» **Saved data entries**
········
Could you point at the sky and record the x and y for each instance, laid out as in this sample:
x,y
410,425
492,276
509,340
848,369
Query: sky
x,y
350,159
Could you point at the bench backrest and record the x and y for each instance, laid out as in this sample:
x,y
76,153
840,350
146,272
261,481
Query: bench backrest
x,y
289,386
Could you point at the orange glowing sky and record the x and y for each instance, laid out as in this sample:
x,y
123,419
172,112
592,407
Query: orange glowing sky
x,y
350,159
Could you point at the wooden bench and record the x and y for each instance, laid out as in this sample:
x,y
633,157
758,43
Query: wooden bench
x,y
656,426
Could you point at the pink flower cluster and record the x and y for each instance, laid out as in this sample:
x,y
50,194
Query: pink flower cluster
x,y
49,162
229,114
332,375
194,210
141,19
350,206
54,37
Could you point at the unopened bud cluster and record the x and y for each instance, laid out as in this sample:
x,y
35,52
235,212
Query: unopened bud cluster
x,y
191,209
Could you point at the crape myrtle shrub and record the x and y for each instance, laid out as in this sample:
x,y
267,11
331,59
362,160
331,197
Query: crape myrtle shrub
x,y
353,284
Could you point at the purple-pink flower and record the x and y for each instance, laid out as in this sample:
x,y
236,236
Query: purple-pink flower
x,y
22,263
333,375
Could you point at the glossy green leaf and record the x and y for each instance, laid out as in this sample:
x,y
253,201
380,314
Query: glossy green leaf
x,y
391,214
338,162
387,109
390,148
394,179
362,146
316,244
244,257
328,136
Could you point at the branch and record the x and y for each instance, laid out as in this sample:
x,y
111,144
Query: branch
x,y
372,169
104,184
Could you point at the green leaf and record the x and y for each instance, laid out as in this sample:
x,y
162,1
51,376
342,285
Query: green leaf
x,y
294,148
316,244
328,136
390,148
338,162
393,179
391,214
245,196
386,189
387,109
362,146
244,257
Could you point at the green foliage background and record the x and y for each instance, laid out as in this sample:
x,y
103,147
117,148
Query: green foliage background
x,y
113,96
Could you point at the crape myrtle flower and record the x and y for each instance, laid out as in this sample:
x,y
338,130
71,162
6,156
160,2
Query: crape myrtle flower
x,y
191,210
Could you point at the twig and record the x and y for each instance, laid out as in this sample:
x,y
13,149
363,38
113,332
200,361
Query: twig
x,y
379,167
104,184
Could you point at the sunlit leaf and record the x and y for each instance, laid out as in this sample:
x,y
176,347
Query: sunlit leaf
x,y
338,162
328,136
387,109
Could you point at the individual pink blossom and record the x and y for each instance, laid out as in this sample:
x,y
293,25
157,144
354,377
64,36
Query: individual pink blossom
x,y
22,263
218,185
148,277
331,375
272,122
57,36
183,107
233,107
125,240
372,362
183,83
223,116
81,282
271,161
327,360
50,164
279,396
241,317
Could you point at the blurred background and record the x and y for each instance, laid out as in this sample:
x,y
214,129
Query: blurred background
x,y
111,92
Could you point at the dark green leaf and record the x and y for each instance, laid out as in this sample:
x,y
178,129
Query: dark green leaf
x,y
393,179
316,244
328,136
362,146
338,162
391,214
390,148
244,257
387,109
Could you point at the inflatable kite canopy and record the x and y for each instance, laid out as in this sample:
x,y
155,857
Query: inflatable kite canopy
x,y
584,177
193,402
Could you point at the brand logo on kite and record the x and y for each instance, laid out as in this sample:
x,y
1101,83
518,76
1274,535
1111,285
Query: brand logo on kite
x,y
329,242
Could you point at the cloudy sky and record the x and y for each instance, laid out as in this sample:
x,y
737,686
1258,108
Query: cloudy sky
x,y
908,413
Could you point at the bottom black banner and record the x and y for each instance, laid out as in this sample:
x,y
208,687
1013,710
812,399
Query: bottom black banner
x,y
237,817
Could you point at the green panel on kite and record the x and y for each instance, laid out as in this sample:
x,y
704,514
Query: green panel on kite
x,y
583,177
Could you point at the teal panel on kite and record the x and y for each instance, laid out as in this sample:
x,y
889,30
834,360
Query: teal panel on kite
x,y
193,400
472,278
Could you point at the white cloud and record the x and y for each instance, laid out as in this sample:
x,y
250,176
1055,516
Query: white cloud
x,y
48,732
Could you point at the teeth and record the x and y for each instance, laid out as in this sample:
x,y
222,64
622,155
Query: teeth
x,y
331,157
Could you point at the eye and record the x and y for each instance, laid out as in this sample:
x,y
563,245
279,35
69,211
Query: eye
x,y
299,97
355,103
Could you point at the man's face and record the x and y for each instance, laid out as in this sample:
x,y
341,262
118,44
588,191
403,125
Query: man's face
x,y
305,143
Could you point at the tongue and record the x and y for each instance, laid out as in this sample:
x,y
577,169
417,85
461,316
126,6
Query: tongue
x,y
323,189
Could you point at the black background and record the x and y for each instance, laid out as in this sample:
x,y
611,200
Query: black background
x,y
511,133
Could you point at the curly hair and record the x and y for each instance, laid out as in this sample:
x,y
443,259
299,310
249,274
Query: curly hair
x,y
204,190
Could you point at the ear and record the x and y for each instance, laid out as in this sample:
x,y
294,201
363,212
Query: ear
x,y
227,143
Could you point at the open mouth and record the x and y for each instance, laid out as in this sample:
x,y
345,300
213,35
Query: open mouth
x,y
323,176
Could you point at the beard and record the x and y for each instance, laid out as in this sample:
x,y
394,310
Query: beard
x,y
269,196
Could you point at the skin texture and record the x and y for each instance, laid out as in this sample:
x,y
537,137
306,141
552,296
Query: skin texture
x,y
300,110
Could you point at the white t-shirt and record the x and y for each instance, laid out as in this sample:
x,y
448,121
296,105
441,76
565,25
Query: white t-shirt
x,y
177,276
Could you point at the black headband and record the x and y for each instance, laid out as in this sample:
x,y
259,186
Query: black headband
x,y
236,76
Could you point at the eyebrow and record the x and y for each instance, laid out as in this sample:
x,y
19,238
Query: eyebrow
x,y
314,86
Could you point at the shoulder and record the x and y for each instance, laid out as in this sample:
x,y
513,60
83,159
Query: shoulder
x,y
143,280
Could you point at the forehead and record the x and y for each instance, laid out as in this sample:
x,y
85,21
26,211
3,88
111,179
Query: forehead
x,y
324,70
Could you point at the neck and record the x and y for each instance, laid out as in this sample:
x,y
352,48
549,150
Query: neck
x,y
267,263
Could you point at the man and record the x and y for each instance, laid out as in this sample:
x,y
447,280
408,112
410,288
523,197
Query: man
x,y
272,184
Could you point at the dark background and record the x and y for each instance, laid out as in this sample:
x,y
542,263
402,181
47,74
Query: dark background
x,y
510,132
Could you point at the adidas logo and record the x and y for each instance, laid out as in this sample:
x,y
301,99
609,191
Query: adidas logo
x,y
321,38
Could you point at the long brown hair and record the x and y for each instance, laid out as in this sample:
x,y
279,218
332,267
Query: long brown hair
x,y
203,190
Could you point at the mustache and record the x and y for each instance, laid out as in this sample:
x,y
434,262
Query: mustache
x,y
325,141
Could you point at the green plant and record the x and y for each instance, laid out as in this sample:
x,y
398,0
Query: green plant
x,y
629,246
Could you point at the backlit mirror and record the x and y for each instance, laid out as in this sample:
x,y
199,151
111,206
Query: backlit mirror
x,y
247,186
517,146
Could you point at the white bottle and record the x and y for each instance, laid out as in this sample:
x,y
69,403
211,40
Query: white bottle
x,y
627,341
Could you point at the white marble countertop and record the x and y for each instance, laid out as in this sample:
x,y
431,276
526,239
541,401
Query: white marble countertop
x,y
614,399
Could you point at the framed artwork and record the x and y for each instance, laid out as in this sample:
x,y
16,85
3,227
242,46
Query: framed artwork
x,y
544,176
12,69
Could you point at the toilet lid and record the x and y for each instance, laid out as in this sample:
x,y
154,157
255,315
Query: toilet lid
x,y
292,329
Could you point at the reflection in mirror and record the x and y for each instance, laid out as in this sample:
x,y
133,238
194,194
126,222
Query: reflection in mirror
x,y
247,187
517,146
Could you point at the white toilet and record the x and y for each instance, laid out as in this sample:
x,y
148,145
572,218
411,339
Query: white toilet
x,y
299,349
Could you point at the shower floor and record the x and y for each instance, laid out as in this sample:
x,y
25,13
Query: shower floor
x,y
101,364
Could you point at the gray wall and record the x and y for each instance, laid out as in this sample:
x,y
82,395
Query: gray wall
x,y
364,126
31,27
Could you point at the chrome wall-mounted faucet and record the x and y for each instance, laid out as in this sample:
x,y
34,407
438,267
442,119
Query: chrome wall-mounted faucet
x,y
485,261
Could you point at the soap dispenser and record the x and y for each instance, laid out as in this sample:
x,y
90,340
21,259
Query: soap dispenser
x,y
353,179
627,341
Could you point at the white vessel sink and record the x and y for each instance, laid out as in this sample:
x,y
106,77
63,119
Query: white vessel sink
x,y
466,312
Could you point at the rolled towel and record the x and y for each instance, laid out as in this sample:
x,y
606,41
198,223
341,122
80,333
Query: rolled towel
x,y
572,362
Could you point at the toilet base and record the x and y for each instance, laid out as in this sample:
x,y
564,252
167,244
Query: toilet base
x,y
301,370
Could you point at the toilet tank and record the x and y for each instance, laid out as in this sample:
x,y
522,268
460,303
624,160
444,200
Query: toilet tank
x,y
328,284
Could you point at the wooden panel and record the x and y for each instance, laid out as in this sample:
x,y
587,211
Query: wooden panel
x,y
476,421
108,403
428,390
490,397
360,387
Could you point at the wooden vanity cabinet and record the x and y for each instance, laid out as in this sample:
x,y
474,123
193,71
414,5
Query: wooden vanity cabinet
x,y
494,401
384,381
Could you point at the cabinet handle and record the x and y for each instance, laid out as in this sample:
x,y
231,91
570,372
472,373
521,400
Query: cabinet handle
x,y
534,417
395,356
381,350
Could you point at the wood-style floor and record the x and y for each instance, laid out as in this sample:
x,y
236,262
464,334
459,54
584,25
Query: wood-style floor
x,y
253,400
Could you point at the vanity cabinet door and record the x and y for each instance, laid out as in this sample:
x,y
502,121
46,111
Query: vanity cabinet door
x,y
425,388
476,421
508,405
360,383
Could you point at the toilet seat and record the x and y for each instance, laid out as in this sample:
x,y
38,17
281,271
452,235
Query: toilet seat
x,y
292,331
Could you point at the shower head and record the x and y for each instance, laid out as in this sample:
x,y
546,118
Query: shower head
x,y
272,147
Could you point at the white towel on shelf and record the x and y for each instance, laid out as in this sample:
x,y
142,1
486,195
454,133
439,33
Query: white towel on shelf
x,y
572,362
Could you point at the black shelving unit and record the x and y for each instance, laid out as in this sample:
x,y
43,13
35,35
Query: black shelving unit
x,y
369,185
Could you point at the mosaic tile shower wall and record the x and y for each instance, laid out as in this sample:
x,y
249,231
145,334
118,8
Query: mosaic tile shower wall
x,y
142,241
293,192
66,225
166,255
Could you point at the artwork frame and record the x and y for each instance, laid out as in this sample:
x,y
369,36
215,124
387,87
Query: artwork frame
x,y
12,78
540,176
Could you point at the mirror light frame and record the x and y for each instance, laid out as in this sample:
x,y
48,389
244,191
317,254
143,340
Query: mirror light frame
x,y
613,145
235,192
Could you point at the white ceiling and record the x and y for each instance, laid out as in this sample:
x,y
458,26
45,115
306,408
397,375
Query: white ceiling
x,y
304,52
········
» **TASK BRIEF**
Produce an exact copy of the lines from the one containing "Could you point at the artwork" through the last line, and of nothing else.

» **FULL RESPONSE**
Could you point at the artwork frame and record the x and y for each instance, laid out as in this sample:
x,y
369,36
215,124
387,87
Query: artwork frame
x,y
12,78
540,176
Could you point at the mirror light frame and record the x and y for each instance, laid out as in this sample:
x,y
48,389
244,191
317,254
143,340
Query: mirror light frame
x,y
613,145
235,192
Could you point at the white ceiling and record the x and y for each instance, laid out as in this sample:
x,y
458,26
45,115
306,408
397,375
Query: white ceiling
x,y
304,52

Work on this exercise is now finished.